Text section
One of the most effective ways to reduce stress with journaling is to write in detail about feelings and thoughts related to stressful events, as one would discuss topics in therapy, and brainstorm solutions, but there are several different ways to practice journaling.

The journaling method you choose can depend on your needs at the time, and your personality; just do what feels right for you.

Journaling allows you to clarify your thoughts and feelings, thereby gaining valuable self-knowledge. It’s also a good problem-solving tool; often there will be times when you can express a problem and come up with solutions more easily on paper.

Journaling can also help you to focus on areas of your life that you like to focus on more often, which can help to inspire you to set goals to improve the quality of your life.

You may feel reluctant to relive negative experiences. And journaling only about your negative feelings without incorporating thoughts or plans may actually cause more stress.

A simple way to counteract this is to be sure you end your journaling sessions with a few words about potential solutions to your problems, things you appreciate in your life, or things that give you hope for the future.

Unlike more physical stress management techniques, such as yoga or exercise, journaling is a viable option for the disabled. And, although some prefer to use a computer, journaling requires only a pen and paper, so it’s less expensive than techniques that require the aid of a class, book, teacher or therapist, such as yoga.

Journaling doesn’t release tension from your body like progressive muscle relaxation, guided imagery and other physical and meditative techniques, however. But it’s a great practice for overall stress reduction as well as self-knowledge and emotional healing.

Journaling is a highly effective tool for stress relief and can take several forms, so there are multiple options that can work for you.

Activity list
1. Update the journaling text starting at "Journaling doesn’t release" and ending at "and emotional healing.", replacing "progressive muscle relaxation" with "deep breathing exercises".
2. Take the text on journaling for stress relief further, continuing after its final sentence.
The records that follow come from a different source than the text.

Record excerpts

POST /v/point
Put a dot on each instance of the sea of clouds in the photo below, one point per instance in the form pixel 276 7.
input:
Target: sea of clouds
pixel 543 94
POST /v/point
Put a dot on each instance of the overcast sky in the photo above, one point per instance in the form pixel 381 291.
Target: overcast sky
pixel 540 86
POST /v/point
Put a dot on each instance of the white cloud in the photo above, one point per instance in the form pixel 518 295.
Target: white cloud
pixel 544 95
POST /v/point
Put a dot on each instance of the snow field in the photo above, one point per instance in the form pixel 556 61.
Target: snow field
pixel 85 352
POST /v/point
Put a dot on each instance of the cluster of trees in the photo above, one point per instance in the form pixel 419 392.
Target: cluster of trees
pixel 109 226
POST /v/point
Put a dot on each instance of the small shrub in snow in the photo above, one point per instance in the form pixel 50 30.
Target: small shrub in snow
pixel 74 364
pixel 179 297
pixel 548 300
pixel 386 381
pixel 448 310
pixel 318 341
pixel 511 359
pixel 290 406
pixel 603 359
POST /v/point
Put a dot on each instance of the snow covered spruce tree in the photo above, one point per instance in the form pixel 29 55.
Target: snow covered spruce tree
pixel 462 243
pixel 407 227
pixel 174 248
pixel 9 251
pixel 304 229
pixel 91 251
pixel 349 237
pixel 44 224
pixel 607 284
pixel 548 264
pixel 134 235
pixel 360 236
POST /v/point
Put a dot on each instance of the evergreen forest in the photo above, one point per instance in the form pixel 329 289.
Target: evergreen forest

Answers in order
1.
Journaling doesn’t release tension from your body like deep breathing exercises, guided imagery and other physical and meditative techniques, however. But it’s a great practice for overall stress reduction as well as self-knowledge and emotional healing.

2.
If you already have a favourite journaling habit, by all means, keep it up! But you may want to try something new in addition to it. And if you’re new to journaling, here are three practices to try. See what works best for you.

Gratitude Journal: Some people keep a daily gratitude journal where they list three or more aspects of each day for which they are grateful. This is a highly effective strategy for relieving stress because it helps you to focus on the resources you have in your life already and create a more positive mood at the moment, both of which have been shown to build long-term resilience.

A bonus benefit is that you are left with a record of the many nice things that have happened throughout your days, so if you’re feeling down in the future, you can cheer yourself up with a few pages of reminders for the things you have to appreciate in life.

Emotional Release: You may also write about your emotional responses to events that have happened throughout the day as a way of coping with the stress. This can help you to process what you are feeling and perhaps even explore more positive re-framing options.

When writing about positive experiences, this allows you the ability to maximise and savour the positive feelings you may have for the good things that have happened in your day. This is also a great way to expand on the positive and manage the negative things that happen in your life, increasing your positivity ratio, which is an important aspect of stress management.

Bullet Journal or Personal Planning Journal: Some people simply keep journals to track what they need to do each day, goals they have, memories they create, and other things they don’t want to forget.

Because writing things down can help keep your mind uncluttered and help you to remember what’s important to you, this can relieve stress as well. Being more organized and balanced is a great way to feel less stressed.

And remember, if you find yourself not keeping a regular schedule with journaling, it’s a habit you can resume at any time. You don’t have to journal every day in order for it to work for you – a few times a week is still highly beneficial, and even journaling on an as-needed basis brings benefits.

If you had a journaling habit and stopped because life got in the way, remember – any day is a good day to get back into the habit!